#### Source document:
BEGIN
Last year the Heart Attack Hokies took us on an emotional roller coaster week in and week out. Well, Hokie fans are still on the same roller coaster this season, but it's the team's erratic nature that has us reaching for antacids.
We've seen the Hokies play poorly and lose. We've seen them play poorly and win. We've also seen them dominate. It leaves me wondering what the team is going to do for its next trick. Whatever that trick is it better be a good one with Georgia Tech on tap for Saturday night.
Rest assured, if the Hokies play like they did last week against Boston College, they won't lose again. But only once in a great while is a team capable of reaching that level week-in and week-out. Nebraska in 1995 was the last team to do it. Even the great Miami team of 2001 needed a late pick-six to win on the road in Boston and a dropped two-point conversion to win in Blacksburg.
And this Virginia Tech team is no where near the same ballpark as those two examples. They don't have the depth and they don't have the depth, the offensive line of either. They don't have the offensive weapons 2001 Miami had. They don't have the impenetrable defense Nebraska had.
The only way this team will have a problem is if they look at the Boston College result and believe they're better than they are. The Boston College game is an example of what this team can be. But without continuing to work hard and improve, this team won't be able to overcome the kind of game they had against Duke.
END
#### Material provided:
BEGIN
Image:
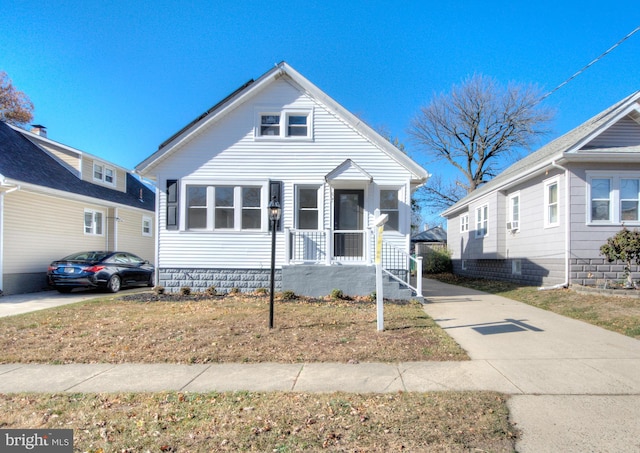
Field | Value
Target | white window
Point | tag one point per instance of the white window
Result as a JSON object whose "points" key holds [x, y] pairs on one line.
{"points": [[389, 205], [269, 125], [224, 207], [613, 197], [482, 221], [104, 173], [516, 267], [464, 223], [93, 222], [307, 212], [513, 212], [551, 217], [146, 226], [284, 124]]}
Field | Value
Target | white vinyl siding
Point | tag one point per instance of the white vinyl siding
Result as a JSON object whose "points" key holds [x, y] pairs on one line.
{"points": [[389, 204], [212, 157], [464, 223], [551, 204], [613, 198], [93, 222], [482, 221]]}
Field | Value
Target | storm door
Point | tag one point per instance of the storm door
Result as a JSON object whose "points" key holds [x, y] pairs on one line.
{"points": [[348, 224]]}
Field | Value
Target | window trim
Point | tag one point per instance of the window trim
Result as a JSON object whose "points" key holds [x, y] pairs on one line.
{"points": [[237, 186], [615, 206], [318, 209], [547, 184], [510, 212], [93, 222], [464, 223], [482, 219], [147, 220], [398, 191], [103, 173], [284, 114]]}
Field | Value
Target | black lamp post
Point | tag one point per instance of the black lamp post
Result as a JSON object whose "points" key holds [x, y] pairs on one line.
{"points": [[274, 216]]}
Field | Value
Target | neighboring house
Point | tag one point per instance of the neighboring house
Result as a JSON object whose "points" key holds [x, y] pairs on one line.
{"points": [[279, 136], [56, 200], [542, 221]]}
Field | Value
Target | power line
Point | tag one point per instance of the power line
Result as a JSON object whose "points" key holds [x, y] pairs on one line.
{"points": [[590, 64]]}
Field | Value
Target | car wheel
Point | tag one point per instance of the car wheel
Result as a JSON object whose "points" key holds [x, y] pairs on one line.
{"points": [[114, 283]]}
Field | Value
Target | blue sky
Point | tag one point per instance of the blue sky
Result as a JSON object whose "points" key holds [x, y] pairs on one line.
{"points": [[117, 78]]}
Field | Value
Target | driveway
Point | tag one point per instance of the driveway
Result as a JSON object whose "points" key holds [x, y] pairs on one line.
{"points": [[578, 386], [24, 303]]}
END
BEGIN
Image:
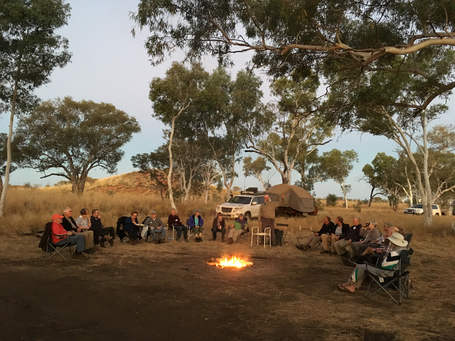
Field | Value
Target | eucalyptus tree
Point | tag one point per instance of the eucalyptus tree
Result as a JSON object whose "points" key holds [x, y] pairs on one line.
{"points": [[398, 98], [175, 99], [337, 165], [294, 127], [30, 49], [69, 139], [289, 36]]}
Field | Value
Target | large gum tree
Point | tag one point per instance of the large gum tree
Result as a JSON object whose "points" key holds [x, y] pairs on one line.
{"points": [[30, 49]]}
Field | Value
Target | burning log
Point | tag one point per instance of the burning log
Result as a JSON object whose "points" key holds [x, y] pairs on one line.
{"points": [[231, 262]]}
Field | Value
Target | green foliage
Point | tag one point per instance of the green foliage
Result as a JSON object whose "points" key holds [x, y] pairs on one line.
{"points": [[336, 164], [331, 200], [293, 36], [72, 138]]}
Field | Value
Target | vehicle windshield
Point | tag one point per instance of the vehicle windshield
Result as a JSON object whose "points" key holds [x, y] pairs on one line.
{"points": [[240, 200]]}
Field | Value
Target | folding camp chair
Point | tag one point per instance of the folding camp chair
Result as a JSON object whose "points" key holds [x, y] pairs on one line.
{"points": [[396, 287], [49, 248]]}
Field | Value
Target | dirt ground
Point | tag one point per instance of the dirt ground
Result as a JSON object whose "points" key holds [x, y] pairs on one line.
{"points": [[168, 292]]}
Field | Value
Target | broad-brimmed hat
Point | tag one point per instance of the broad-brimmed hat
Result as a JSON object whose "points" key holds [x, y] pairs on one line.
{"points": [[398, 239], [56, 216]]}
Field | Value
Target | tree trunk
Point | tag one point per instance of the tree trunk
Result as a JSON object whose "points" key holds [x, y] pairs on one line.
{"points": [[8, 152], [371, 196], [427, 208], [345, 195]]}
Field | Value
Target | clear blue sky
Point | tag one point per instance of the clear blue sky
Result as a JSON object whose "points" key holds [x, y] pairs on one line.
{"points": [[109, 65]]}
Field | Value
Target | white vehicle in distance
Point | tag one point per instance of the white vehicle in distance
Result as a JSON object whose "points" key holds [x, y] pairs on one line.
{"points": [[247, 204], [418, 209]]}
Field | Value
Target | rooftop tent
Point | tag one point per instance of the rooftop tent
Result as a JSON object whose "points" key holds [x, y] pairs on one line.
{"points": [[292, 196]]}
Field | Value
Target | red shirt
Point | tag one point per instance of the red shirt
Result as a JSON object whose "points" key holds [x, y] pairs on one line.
END
Quote the Hokies football column word for word from "And this Virginia" to "had against Duke.".

And this Virginia Tech team is no where near the same ballpark as those two examples. They don't have the depth and they don't have the depth, the offensive line of either. They don't have the offensive weapons 2001 Miami had. They don't have the impenetrable defense Nebraska had.
The only way this team will have a problem is if they look at the Boston College result and believe they're better than they are. The Boston College game is an example of what this team can be. But without continuing to work hard and improve, this team won't be able to overcome the kind of game they had against Duke.